Items listed in a dataset:
Content starts

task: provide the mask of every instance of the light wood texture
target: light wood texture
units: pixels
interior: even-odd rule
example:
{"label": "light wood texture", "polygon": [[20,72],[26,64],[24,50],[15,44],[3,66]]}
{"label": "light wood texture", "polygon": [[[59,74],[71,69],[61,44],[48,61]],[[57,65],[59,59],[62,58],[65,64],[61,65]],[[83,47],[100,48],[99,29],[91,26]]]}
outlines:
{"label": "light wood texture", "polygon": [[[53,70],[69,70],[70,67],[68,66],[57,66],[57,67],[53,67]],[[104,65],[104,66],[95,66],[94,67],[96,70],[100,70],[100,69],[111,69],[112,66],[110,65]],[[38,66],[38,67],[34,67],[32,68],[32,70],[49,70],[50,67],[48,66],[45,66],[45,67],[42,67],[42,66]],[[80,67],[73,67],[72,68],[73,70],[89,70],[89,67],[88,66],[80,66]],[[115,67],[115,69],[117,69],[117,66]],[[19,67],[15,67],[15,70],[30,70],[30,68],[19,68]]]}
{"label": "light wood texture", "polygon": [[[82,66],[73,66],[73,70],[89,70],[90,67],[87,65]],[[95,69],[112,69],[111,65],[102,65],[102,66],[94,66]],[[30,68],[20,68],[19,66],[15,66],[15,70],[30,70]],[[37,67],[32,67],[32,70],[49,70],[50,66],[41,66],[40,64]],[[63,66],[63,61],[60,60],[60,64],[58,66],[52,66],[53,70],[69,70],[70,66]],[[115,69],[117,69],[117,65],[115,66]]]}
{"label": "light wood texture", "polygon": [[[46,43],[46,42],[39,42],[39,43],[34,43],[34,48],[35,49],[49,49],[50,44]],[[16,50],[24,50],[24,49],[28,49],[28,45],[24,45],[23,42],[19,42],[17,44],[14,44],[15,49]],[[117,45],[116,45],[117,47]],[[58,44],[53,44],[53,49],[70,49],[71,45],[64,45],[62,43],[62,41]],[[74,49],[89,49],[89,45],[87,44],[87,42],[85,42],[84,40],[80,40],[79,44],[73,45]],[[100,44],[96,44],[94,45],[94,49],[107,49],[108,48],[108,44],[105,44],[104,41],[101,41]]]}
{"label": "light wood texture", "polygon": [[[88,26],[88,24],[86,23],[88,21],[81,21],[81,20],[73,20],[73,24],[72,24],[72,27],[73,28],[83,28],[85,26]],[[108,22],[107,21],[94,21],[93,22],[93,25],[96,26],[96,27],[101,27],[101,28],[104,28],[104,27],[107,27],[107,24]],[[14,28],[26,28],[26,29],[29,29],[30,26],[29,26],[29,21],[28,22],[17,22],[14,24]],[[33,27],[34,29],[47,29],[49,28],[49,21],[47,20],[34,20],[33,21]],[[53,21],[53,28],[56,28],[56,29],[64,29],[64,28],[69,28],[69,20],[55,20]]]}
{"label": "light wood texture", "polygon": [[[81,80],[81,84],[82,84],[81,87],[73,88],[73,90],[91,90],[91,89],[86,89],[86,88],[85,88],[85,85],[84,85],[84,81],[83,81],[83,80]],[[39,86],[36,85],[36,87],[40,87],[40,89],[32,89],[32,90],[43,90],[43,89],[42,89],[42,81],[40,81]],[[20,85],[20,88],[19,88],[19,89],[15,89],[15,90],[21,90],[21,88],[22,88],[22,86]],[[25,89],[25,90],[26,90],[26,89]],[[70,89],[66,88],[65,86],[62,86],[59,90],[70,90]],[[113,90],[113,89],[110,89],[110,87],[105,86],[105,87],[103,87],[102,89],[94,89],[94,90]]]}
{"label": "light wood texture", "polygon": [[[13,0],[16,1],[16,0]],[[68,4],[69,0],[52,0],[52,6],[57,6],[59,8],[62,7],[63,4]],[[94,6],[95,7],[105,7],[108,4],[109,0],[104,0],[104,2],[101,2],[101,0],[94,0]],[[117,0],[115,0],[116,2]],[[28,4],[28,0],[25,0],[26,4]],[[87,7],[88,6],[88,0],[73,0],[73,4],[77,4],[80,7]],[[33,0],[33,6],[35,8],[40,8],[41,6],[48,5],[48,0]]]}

Content ends

BRIEF: Would you write out all of the data again, unchanged?

ANSWER FOR THIS EXERCISE:
task: provide the mask of every instance of the light wood texture
target: light wood texture
units: pixels
interior: even-odd rule
example:
{"label": "light wood texture", "polygon": [[20,72],[26,64],[24,50],[15,44],[3,66]]}
{"label": "light wood texture", "polygon": [[[59,74],[71,69],[61,44],[48,61]],[[57,65],[59,59],[62,58],[65,64],[61,65]],[[83,47],[100,48],[99,29],[91,26]]]}
outlines:
{"label": "light wood texture", "polygon": [[[53,70],[69,70],[70,67],[68,66],[57,66],[57,67],[53,67]],[[104,65],[104,66],[95,66],[94,67],[96,70],[100,70],[100,69],[111,69],[112,66],[110,65]],[[38,66],[38,67],[34,67],[32,68],[32,70],[49,70],[50,67],[48,66],[45,66],[45,67],[42,67],[42,66]],[[80,67],[73,67],[72,68],[73,70],[89,70],[89,67],[88,66],[80,66]],[[115,67],[115,69],[117,69],[117,66]],[[19,67],[15,67],[15,70],[30,70],[30,68],[19,68]]]}
{"label": "light wood texture", "polygon": [[[82,66],[73,66],[73,70],[89,70],[90,67],[87,65]],[[95,69],[112,69],[111,65],[102,65],[102,66],[94,66]],[[30,68],[20,68],[19,66],[15,66],[15,70],[30,70]],[[37,67],[32,67],[32,70],[49,70],[50,66],[41,66],[40,64]],[[63,66],[63,61],[60,60],[60,64],[58,66],[52,66],[53,70],[69,70],[70,66]],[[115,69],[117,69],[117,65],[115,66]]]}
{"label": "light wood texture", "polygon": [[[46,43],[46,42],[39,42],[39,43],[34,43],[34,48],[35,49],[49,49],[50,44]],[[16,50],[24,50],[24,49],[28,49],[28,45],[24,45],[23,42],[19,42],[17,44],[14,44],[15,49]],[[117,45],[116,45],[117,47]],[[58,44],[53,44],[53,49],[70,49],[71,45],[64,45],[62,43],[62,41]],[[74,49],[89,49],[89,45],[87,44],[87,42],[85,42],[84,40],[80,40],[79,44],[73,45]],[[100,44],[96,44],[94,45],[94,49],[107,49],[108,48],[108,44],[105,44],[104,41],[101,41]]]}
{"label": "light wood texture", "polygon": [[[88,26],[88,24],[86,23],[88,21],[81,21],[81,20],[73,20],[73,24],[72,24],[72,27],[73,28],[83,28],[85,26]],[[108,22],[107,21],[94,21],[93,22],[93,25],[96,26],[96,27],[101,27],[101,28],[104,28],[104,27],[107,27],[107,24]],[[14,28],[26,28],[26,29],[29,29],[30,26],[29,26],[29,21],[28,22],[17,22],[14,24]],[[33,27],[34,29],[47,29],[49,28],[49,21],[47,20],[34,20],[33,21]],[[53,21],[53,28],[56,28],[56,29],[64,29],[64,28],[69,28],[69,20],[55,20]]]}
{"label": "light wood texture", "polygon": [[[81,80],[81,84],[82,84],[81,87],[73,88],[73,90],[91,90],[91,89],[86,89],[86,88],[85,88],[85,85],[84,85],[84,81],[83,81],[83,80]],[[39,86],[36,85],[36,87],[40,87],[40,89],[32,89],[32,90],[43,90],[43,89],[42,89],[42,81],[40,81]],[[20,85],[20,88],[19,88],[19,89],[15,89],[15,90],[21,90],[21,88],[22,88],[22,86]],[[25,89],[25,90],[26,90],[26,89]],[[70,89],[66,88],[65,86],[62,86],[59,90],[70,90]],[[113,90],[113,89],[110,89],[110,87],[105,86],[105,87],[103,87],[102,89],[94,89],[94,90]]]}
{"label": "light wood texture", "polygon": [[[13,0],[16,1],[16,0]],[[68,4],[69,0],[52,0],[52,6],[57,6],[59,8],[62,7],[63,4]],[[94,6],[95,7],[105,7],[108,4],[109,0],[104,0],[104,2],[101,2],[101,0],[94,0]],[[117,0],[115,0],[116,2]],[[28,4],[28,0],[25,0],[26,4]],[[87,7],[88,6],[88,0],[73,0],[73,4],[77,4],[80,7]],[[33,0],[33,6],[35,8],[40,8],[41,6],[48,5],[48,0]]]}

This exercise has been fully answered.